• SHORT EXERCISE: Show every line of the items below that contains the string "brown", copying each line in full. Matching is case-sensitive.

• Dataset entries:

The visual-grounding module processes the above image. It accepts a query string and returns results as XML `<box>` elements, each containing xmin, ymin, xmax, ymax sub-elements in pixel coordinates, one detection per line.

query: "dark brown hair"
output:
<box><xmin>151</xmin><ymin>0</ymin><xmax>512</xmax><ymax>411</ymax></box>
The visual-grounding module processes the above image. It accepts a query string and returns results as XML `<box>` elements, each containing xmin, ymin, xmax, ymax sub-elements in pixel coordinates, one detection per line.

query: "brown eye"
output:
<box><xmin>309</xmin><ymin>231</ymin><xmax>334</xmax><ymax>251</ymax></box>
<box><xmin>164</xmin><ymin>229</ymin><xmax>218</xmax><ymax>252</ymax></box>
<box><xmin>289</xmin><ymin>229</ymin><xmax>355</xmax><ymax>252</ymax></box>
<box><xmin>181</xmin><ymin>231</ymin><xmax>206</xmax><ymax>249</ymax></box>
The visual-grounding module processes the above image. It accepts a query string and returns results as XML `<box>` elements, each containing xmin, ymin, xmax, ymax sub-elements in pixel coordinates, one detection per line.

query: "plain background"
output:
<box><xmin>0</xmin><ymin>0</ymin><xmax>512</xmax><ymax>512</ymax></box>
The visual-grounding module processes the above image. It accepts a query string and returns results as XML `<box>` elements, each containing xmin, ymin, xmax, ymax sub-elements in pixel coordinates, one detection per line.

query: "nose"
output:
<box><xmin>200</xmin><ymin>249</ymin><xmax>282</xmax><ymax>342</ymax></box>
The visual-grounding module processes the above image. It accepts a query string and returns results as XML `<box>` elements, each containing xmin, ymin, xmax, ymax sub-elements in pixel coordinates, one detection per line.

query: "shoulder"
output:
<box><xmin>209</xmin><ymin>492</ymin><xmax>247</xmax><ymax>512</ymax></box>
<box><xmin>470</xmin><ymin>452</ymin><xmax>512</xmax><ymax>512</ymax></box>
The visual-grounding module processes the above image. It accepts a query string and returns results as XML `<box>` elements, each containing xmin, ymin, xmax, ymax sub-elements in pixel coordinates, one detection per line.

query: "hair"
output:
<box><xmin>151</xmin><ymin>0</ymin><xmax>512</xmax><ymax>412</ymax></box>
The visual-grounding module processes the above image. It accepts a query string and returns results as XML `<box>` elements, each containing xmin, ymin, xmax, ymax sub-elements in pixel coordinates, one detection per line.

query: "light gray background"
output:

• ANSWER:
query: "dark brown hair"
query: "brown eye"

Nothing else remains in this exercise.